--- INFORMATION PROVIDED ---

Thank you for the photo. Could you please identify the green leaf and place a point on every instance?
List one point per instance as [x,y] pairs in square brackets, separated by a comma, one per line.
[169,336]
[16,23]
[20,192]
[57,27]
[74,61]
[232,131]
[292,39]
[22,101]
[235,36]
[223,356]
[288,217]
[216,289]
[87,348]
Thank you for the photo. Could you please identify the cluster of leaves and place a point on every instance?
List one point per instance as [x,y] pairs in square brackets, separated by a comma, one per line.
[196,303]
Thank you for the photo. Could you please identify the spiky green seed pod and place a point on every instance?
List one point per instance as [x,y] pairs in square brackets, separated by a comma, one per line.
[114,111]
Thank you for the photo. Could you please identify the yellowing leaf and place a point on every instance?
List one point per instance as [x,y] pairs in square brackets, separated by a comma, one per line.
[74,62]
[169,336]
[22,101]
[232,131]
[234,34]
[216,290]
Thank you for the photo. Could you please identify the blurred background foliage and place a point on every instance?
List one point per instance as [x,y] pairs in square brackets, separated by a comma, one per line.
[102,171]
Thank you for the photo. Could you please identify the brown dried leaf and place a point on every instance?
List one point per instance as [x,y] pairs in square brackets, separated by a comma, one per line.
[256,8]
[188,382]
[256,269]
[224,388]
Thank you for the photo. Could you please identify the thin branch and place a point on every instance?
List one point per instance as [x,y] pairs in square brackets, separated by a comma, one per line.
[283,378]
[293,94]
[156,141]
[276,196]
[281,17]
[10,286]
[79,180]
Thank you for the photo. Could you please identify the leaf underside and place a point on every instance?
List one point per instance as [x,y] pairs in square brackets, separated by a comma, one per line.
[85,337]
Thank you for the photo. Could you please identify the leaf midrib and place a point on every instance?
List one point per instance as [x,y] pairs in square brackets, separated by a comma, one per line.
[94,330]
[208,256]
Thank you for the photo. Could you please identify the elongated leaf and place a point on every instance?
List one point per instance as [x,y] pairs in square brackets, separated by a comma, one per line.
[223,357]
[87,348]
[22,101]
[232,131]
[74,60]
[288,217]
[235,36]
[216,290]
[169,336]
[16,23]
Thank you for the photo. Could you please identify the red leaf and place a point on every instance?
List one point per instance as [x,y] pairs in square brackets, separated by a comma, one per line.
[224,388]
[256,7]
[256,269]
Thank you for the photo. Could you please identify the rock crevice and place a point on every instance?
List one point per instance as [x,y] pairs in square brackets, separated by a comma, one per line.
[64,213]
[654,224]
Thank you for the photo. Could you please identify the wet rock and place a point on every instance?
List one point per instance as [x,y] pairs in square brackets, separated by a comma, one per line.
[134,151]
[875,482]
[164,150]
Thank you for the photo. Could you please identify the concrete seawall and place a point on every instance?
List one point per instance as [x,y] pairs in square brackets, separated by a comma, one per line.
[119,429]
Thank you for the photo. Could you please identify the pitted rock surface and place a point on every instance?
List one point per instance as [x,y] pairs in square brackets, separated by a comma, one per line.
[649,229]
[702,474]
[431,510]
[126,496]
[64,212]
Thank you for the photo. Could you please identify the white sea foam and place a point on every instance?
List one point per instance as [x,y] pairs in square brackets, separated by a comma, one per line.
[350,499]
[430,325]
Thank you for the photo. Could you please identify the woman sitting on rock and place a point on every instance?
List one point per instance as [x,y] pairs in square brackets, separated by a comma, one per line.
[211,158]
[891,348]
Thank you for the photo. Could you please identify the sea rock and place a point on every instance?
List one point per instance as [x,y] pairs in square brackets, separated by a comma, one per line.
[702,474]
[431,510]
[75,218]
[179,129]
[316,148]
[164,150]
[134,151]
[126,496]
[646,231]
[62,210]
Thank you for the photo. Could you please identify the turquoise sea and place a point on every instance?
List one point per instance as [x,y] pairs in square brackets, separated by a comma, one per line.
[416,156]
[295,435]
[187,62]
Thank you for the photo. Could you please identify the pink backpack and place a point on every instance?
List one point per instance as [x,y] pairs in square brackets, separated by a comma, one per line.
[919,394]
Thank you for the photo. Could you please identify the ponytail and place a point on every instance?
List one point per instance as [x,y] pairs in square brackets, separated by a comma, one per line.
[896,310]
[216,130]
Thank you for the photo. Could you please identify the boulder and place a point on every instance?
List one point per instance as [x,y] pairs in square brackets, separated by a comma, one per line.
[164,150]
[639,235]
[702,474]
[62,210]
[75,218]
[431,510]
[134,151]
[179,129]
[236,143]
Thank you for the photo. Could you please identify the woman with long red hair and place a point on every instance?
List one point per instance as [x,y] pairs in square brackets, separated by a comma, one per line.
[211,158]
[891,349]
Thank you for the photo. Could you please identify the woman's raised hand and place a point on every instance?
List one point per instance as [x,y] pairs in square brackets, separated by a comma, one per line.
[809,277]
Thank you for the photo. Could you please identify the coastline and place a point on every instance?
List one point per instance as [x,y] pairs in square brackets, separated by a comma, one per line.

---

> _WRITTEN EXERCISE_
Arrange every line of the items above into a Markdown table with the columns Row and Text, numbering the rows and leaving out any blank lines.

> _RESPONSE BELOW_
| Row | Text |
|---|---|
| 1 | Thank you for the photo. Could you please identify the green leaf and place a point on every instance? |
| 2 | List one point per instance as [x,y] pairs in square brackets, separated by a comma, one per line. |
| 3 | [169,336] |
| 4 | [16,23] |
| 5 | [20,192] |
| 6 | [57,27] |
| 7 | [74,61] |
| 8 | [232,131] |
| 9 | [292,39] |
| 10 | [22,101] |
| 11 | [235,36] |
| 12 | [223,356] |
| 13 | [288,217] |
| 14 | [216,289] |
| 15 | [87,348] |
| 16 | Thank you for the photo. Could you please identify the cluster of leaves and place a point on every instance? |
| 17 | List one point per instance as [x,y] pairs in square brackets, separated by a comma, one per line. |
| 18 | [196,303] |
| 19 | Thank you for the photo. Could you please identify the spiky green seed pod and place a point on every instance? |
| 20 | List one point per instance as [x,y] pairs in square brackets, separated by a comma, one per line. |
| 21 | [114,111] |
| 22 | Thank you for the photo. Could you please identify the yellowing leaf and place a point on every instance? |
| 23 | List one point per instance as [x,y] pairs in square brackets, separated by a comma, one per line. |
| 24 | [74,62] |
| 25 | [169,336] |
| 26 | [22,101] |
| 27 | [232,131] |
| 28 | [234,34] |
| 29 | [216,290] |
| 30 | Thank you for the photo. Could you please identify the blurred background foliage and place a point on every instance? |
| 31 | List one point per instance as [x,y] pairs in square brackets, separated by a comma, one per line. |
| 32 | [102,171] |
| 33 | Thank you for the photo. Could you please identify the brown dried leaf and place a point on every instance? |
| 34 | List one point per instance as [x,y] pairs in square brackets, separated by a comma, one per line. |
| 35 | [256,8] |
| 36 | [188,382] |
| 37 | [256,269] |
| 38 | [224,388] |
| 39 | Thank you for the photo. Could you please identify the thin branch and place a point on every instance? |
| 40 | List one point per instance as [x,y] pairs in square brackets, separated by a comma, one per line. |
| 41 | [283,378] |
| 42 | [293,94] |
| 43 | [156,141] |
| 44 | [276,196] |
| 45 | [281,17] |
| 46 | [10,286] |
| 47 | [79,180] |
| 48 | Thank you for the photo. Could you please identify the leaf underside and place a point on every instance? |
| 49 | List one point per instance as [x,y] pairs in square brackets, separated by a comma, one per line. |
| 50 | [85,337] |
| 51 | Thank you for the photo. Could you please identify the leaf midrib and place a point on every instance? |
| 52 | List one point per instance as [x,y] pairs in square brackets, separated by a comma, one per line. |
| 53 | [94,330] |
| 54 | [208,256] |
| 55 | Thank you for the photo. Could you please identify the elongated leaf and place a point on every instance? |
| 56 | List one point per instance as [x,y] pairs in square brackets, separated by a comma, one per line. |
| 57 | [223,357] |
| 58 | [87,348] |
| 59 | [22,101] |
| 60 | [232,131] |
| 61 | [74,60] |
| 62 | [288,217] |
| 63 | [235,36] |
| 64 | [216,290] |
| 65 | [169,336] |
| 66 | [16,23] |
| 67 | Thank you for the photo. Could you please identify the red leaf and place a point on every instance? |
| 68 | List one point per instance as [x,y] pairs in square brackets, separated by a comma, one per line. |
| 69 | [224,388] |
| 70 | [256,7] |
| 71 | [256,269] |
| 72 | Thank you for the photo. Could you please identify the rock crevice and place a point on every instance? |
| 73 | List one point per instance as [x,y] pairs in square brackets, separated by a comma, one per line. |
| 74 | [64,213] |
| 75 | [654,224] |
| 76 | Thank you for the photo. Could you please identify the wet rock and place a point on every instance? |
| 77 | List one point per instance as [x,y] pairs in square brackets, separated by a comma, one per line. |
| 78 | [134,151] |
| 79 | [875,482] |
| 80 | [164,150] |
| 81 | Thank you for the photo. Could you please identify the concrete seawall and place a point on every instance? |
| 82 | List one point per instance as [x,y] pairs in square brackets, separated by a comma, one per line. |
| 83 | [119,429] |
| 84 | Thank you for the photo. Could you please identify the pitted rock surface and place a point on every instance? |
| 85 | List one point per instance as [x,y] pairs in square brackets, separated by a comma, one per line. |
| 86 | [649,229] |
| 87 | [702,474] |
| 88 | [431,510] |
| 89 | [126,496] |
| 90 | [64,212] |
| 91 | Thank you for the photo. Could you please identify the white sea foam and place a point on every instance? |
| 92 | List one point per instance as [x,y] pairs in square brackets, separated by a comma, one per line. |
| 93 | [350,499] |
| 94 | [430,325] |
| 95 | Thank you for the photo. Could you please identify the woman sitting on rock and place a point on every instance? |
| 96 | List one point per instance as [x,y] pairs in square brackets, separated by a comma, one per line. |
| 97 | [211,158] |
| 98 | [891,348] |
| 99 | Thank you for the photo. Could you please identify the sea rock and place a point on every instance? |
| 100 | List one point per instance as [x,y] pairs in square brackets, separated by a comma, one per line. |
| 101 | [702,474] |
| 102 | [431,510] |
| 103 | [75,218] |
| 104 | [179,129] |
| 105 | [316,148] |
| 106 | [164,150] |
| 107 | [134,151] |
| 108 | [126,496] |
| 109 | [646,231] |
| 110 | [62,210] |
| 111 | Thank you for the photo. Could you please identify the turquoise sea and place a point on every instance? |
| 112 | List one point per instance as [x,y] pairs in square brackets, separated by a comma, one per line. |
| 113 | [416,156] |
| 114 | [295,435] |
| 115 | [187,62] |
| 116 | Thank you for the photo. Could you please identify the pink backpack and place a point on every instance? |
| 117 | List one point per instance as [x,y] pairs in square brackets, separated by a comma, one per line. |
| 118 | [919,394] |
| 119 | Thank you for the photo. Could you please identify the ponytail and place a point on every instance? |
| 120 | List one point per instance as [x,y] pairs in square brackets, separated by a comma, one per line. |
| 121 | [896,310] |
| 122 | [216,130] |
| 123 | Thank you for the photo. Could you please identify the boulder and place a point on every instance? |
| 124 | List one point per instance as [x,y] pairs in square brackets, separated by a comma, one per line. |
| 125 | [164,150] |
| 126 | [639,235] |
| 127 | [702,474] |
| 128 | [62,210] |
| 129 | [75,218] |
| 130 | [431,510] |
| 131 | [134,151] |
| 132 | [179,129] |
| 133 | [236,143] |
| 134 | Thank you for the photo. Could you please identify the woman with long red hair and place a point on every instance? |
| 135 | List one point per instance as [x,y] pairs in square brackets, separated by a comma, one per line. |
| 136 | [211,158] |
| 137 | [891,349] |
| 138 | Thank you for the photo. Could you please identify the woman's raised hand and place a point on every instance? |
| 139 | List one point per instance as [x,y] pairs in square brackets, separated by a comma, one per line. |
| 140 | [809,277] |
| 141 | Thank you for the photo. Could you please identify the coastline and place a point on every instance? |
| 142 | List one point per instance as [x,y] pairs in square brackets, separated by a comma, one per line. |